— 依頼内容 A —
次の (i)〜(iii) がそれぞれ以下の提供テキストの内容と一致するか判定すること。各項目は「はい」か「いいえ」で答え、判断の決め手となる提供テキストの語句をそのまま引用して添えること。
(i) 特許文献1の技術は、周囲騒音の大きさに応じてフォルマントを強調する。
(ii) 籠もり感は、高域が大きすぎるときに発生するとされている。
(iii) SNR算出手段は、周波数毎の受話音声の成分と周囲騒音の成分比を算出する。

— 提供テキスト —
════════════════════

説明

音声強調装置

【課題】音声強調装置において、音声品質を落とさずに音声品質良い状態のまま音声の強調を行う音声強調装置を実現する。
【解決手段】周波数毎の受話音声の成分と周囲騒音の成分比を算出するSNR算出手段と、SNR算出手段の算出結果と帯域分割情報を用い受話音声の主観的な了解性の向上に寄与する帯域の強調量を算出する第1の帯域の強調量算出手段と、第1の帯域の強調量算出手段の算出結果を用い主観的な明るさの向上に寄与する帯域の強調量を算出する第2の帯域の強調量算出手段と、第1の帯域の強調量産出手段と第2の帯域の強調量産出手段の強調量算出結果及び帯域分割情報を用いて音声スペクトルを強調加工する音声スペクトル加工手段を含む構成を備える。

【発明の詳細な説明】
【技術分野】
【0001】
本発明は、音声伝送システムにおいて、周囲騒音が大きい環境で会話する場合に、受話音が聞き取りにくくなることを防ぐために、利用者が受話音声を聞き取りやすくなるように受話音声を強調する、音声信号の強調方式および装置に関する。
【背景技術】
【0002】
既存の音声の強調処理としては、音声信号の特徴を用い母音の識別特性に影響する受話音声のスペクトルの複数のピークであるフォルマントを周囲騒音の大きさに応じて強調する技術(例えば、特許文献1参照)や、受話音声と周囲騒音のSNRに応じて受話音声を強調する技術(例えば、特許文献2参照)が知られている。
【特許文献1】特許第4018571号
【特許文献2】特開2000−349893号公報
【発明の開示】
【発明が解決しようとする課題】
【0003】
しかしながら、上記背景技術(特許文献1又は特許文献2)で受話音声を強調した場合、低域と高域の大きさのバランスがくずれ、強調後の音声に籠もり感が発生(低域が大きすぎる)したり、キンキン感が発生(高域が大きすぎる)し、音声品質を落とさずに音声の強調が行えず、十分に音声が聞き取りやすくならない。

════════════════════

写真にもとづく点ラベリングデータ:
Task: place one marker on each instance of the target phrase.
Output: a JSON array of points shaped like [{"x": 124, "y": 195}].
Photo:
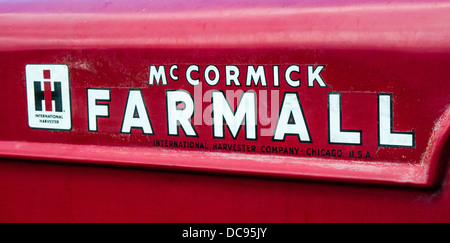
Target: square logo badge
[{"x": 48, "y": 96}]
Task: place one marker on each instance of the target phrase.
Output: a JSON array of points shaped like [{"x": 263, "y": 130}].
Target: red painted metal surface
[{"x": 367, "y": 49}]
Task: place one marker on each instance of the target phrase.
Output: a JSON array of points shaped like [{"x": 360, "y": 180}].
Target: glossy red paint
[{"x": 368, "y": 48}]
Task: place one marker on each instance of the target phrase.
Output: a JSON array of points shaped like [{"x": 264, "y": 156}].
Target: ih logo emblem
[{"x": 48, "y": 96}]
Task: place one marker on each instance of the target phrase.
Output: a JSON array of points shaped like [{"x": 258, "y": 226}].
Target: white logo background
[{"x": 41, "y": 114}]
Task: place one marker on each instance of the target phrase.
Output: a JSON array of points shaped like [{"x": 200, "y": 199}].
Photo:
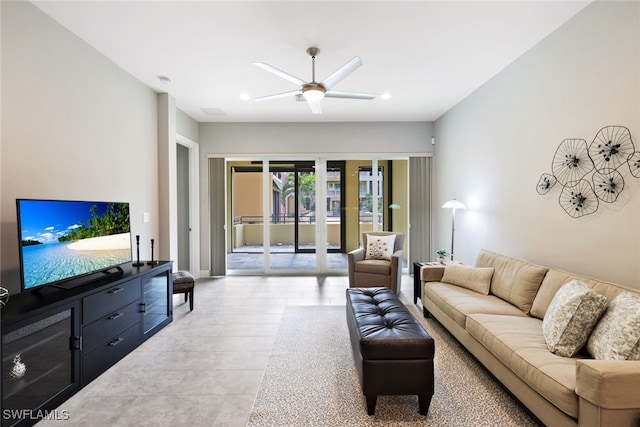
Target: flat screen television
[{"x": 61, "y": 240}]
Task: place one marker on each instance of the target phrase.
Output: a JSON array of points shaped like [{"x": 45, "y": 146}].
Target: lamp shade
[{"x": 454, "y": 204}]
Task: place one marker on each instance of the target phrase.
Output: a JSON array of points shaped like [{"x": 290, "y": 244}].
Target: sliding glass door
[{"x": 305, "y": 215}]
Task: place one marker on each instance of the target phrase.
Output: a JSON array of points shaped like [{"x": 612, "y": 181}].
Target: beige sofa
[{"x": 503, "y": 330}]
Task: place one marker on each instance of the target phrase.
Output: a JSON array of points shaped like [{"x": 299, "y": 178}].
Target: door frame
[{"x": 194, "y": 201}]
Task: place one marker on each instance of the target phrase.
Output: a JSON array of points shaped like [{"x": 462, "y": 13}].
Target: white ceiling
[{"x": 428, "y": 55}]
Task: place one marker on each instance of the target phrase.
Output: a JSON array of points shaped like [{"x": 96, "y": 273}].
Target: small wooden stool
[{"x": 184, "y": 283}]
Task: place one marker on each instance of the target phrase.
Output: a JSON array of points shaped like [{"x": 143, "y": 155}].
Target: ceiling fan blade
[
  {"x": 278, "y": 72},
  {"x": 342, "y": 73},
  {"x": 349, "y": 95},
  {"x": 315, "y": 106},
  {"x": 278, "y": 95}
]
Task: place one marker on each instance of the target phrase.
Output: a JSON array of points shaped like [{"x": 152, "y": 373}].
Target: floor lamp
[{"x": 453, "y": 205}]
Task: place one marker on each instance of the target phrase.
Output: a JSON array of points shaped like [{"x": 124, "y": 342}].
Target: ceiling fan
[{"x": 313, "y": 91}]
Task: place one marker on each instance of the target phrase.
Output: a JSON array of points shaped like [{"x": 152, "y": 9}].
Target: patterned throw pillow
[
  {"x": 571, "y": 316},
  {"x": 617, "y": 335},
  {"x": 380, "y": 247}
]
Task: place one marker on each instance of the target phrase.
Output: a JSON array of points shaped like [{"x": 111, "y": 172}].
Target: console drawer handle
[{"x": 116, "y": 342}]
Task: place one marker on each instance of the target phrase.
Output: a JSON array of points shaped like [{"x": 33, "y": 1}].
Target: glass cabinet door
[
  {"x": 156, "y": 295},
  {"x": 39, "y": 362}
]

════════════════════

— 依頼内容 B —
上のリストから、「ceiling」という語を含む行をすべて抜き出すこと。

— 最終回答 A —
(i) はい。「フォルマントを周囲騒音の大きさに応じて強調する技術(例えば、特許文献1参照)」
(ii) いいえ。「籠もり感が発生(低域が大きすぎる)」
(iii) はい。「周波数毎の受話音声の成分と周囲騒音の成分比を算出するSNR算出手段」

— 最終回答 B —
Target: white ceiling
Target: ceiling fan blade
Target: ceiling fan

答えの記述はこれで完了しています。